━━━━━ Text section

Privacy Policy and Terms of Use for Websites

When operating a business online, you are required by law to prepare several legal documents. These documents (a privacy policy, website terms, and sales/business terms and conditions) inform visitors to your website of their rights and responsibilities, protect your website and intellectual property, and fulfill your legal obligations.

  • Website terms – A set of rules for visitors to your website. Describes what visitors may or may not do, and protects you from liability through the inclusion of a disclaimer.
  • Privacy policy – A legal requirement under the Australian Privacy Principles, and the Commonwealth Privacy Act 1988. A website’s privacy policy states how your business will store and manage the personal information of visitors/clients.
  • Sales/ Business terms and conditions – Addresses consumer law requirements relevant to your business and helps to protect you from liability.

The website terms and privacy policy apply to each visitor and/or customer that accesses your website. More detailed information on each of these documents may be found under the headings below.

━━━━━━━━━━

§ Requests:
1. In the listing below, express the lines from the one containing "Task: set one pin on each instance of the chipped" through the end of the listing, both included, as a JSON list of strings with one string per line and blank lines omitted.
2. Continue the text on website legal documents from the point where it stops.

━━━━━ Supplied entries

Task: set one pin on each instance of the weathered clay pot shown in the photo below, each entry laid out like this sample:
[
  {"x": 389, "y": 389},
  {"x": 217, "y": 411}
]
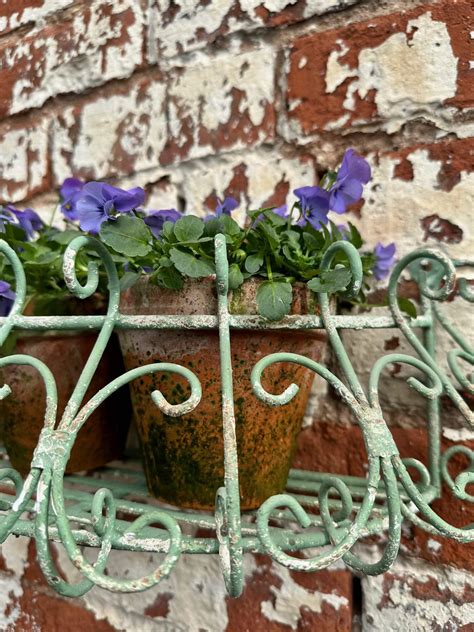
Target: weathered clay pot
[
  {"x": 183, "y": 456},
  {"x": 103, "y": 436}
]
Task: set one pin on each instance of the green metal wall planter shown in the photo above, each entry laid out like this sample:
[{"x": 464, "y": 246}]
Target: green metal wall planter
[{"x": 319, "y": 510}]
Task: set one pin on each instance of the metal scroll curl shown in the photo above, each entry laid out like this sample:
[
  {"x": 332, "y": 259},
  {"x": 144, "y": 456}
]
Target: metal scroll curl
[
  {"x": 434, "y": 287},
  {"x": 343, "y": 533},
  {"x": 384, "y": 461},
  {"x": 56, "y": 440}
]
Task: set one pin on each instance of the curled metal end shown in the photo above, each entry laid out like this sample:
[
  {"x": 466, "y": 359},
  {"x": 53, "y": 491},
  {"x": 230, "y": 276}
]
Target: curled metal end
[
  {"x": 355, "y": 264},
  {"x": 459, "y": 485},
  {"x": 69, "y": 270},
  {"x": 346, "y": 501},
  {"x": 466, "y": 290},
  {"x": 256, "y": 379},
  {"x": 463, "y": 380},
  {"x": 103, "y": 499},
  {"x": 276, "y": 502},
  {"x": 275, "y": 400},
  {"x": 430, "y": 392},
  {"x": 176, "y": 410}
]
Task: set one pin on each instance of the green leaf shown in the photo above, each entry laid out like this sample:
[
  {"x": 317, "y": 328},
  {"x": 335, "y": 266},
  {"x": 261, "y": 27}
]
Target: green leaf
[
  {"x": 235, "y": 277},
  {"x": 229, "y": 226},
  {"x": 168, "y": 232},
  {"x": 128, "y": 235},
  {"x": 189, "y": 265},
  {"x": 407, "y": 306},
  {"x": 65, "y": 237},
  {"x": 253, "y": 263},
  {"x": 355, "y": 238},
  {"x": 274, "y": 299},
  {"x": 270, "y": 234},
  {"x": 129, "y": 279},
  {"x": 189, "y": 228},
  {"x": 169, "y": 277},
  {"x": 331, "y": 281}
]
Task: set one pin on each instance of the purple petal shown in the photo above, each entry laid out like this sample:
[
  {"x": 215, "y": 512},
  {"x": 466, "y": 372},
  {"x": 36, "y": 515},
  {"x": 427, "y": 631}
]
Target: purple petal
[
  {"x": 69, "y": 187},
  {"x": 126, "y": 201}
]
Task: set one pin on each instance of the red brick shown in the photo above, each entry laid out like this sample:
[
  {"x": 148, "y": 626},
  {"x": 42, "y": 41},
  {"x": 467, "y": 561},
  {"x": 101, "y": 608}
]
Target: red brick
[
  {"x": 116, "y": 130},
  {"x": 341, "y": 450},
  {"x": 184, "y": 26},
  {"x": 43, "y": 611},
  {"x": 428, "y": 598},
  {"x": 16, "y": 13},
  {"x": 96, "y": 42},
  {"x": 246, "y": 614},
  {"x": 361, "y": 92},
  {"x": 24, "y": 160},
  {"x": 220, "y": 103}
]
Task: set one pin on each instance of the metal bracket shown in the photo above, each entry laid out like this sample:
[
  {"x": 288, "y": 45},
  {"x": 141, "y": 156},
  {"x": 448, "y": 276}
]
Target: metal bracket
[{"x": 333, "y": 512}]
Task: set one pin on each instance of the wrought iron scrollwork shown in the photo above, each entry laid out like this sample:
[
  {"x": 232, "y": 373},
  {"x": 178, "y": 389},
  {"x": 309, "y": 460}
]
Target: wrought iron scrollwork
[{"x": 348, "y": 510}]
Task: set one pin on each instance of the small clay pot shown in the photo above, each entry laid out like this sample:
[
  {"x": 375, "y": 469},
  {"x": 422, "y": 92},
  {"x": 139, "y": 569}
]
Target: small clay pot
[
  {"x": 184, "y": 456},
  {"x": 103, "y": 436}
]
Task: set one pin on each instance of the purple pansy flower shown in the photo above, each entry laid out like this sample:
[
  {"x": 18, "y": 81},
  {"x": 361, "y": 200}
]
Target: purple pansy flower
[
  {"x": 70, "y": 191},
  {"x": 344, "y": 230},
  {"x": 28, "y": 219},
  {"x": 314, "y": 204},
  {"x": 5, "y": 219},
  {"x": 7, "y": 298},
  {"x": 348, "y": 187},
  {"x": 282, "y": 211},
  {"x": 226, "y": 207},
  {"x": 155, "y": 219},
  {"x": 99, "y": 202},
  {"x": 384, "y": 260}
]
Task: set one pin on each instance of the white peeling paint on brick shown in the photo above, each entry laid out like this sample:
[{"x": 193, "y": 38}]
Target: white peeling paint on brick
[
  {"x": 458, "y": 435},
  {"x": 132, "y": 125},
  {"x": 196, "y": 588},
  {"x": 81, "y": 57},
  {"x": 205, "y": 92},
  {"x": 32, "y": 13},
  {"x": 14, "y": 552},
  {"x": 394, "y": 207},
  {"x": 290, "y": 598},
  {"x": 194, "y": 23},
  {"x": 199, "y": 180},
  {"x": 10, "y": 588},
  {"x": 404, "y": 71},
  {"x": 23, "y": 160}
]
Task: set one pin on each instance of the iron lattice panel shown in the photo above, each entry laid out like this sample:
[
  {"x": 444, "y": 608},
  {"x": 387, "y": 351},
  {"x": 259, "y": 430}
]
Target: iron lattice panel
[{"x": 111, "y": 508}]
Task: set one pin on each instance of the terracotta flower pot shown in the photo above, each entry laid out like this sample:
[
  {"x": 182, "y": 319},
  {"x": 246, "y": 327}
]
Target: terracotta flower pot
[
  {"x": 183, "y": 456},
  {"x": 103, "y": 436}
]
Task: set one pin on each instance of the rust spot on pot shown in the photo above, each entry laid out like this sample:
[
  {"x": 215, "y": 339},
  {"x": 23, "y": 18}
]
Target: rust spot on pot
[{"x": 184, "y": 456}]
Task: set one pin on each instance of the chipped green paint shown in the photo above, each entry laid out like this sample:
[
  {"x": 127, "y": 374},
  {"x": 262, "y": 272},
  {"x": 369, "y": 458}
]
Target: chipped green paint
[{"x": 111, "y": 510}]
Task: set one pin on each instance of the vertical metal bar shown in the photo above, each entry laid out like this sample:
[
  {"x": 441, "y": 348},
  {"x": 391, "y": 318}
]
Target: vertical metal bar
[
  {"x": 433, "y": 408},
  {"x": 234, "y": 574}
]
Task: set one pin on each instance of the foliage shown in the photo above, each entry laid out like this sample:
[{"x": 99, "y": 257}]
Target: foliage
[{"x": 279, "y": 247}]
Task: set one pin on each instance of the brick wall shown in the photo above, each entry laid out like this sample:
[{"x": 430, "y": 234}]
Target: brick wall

━━━━━━━━━━

§ Responses by task:
1.
[
  "Task: set one pin on each instance of the chipped green paint shown in the photo above, each entry laid out like this sample:",
  "[",
  "  {\"x\": 127, \"y\": 374},",
  "  {\"x\": 262, \"y\": 272},",
  "  {\"x\": 369, \"y\": 458}",
  "]",
  "Target: chipped green paint",
  "[{\"x\": 111, \"y\": 510}]",
  "Task: set one pin on each instance of the vertical metal bar shown in the photo above, each entry laid out like this sample:",
  "[",
  "  {\"x\": 441, \"y\": 348},",
  "  {\"x\": 391, \"y\": 318}",
  "]",
  "Target: vertical metal bar",
  "[",
  "  {\"x\": 433, \"y\": 408},",
  "  {\"x\": 234, \"y\": 574}",
  "]",
  "Task: set one pin on each instance of the foliage shown in the photo above, each entry laid out like this sample:",
  "[{\"x\": 99, \"y\": 257}]",
  "Target: foliage",
  "[{\"x\": 279, \"y\": 247}]",
  "Task: set one pin on each instance of the brick wall shown in the photo above, each entry laid out like this sample:",
  "[{\"x\": 430, \"y\": 234}]",
  "Target: brick wall"
]

2.
The Australian Privacy Principles and your website’s Privacy Policy

A Privacy Policy is required for any website that uses/collects personal information. The Australian Privacy Principles, or APPs, contain several mandatory requirements that may also be found under Schedule 1 of the Commonwealth Privacy Act 1988. The APPs also outline what constitutes good privacy practice by businesses. Therefore, your website’s privacy policy needs to describe the procedures and practices your business has implemented to ensure it is compliant with the APPs.  It must also describe the types of information being collected, how and why it is used, and whether or not your business will disclose that information to any other parties. Your privacy policy must also state ways in which clients may contact you, unsubscribe, and complain. It is important that your website’s Privacy Policy is compliant with the Privacy Act 1988, as there are heavy penalties, including large fines, for breaching the act. It is recommended that you seek legal advice if you are unsure of your specific privacy obligations. 

Sales/Business Terms and Conditions

If you offer any services or goods for sale on your website, you will be required to draft a set of Terms and Conditions specific to your business.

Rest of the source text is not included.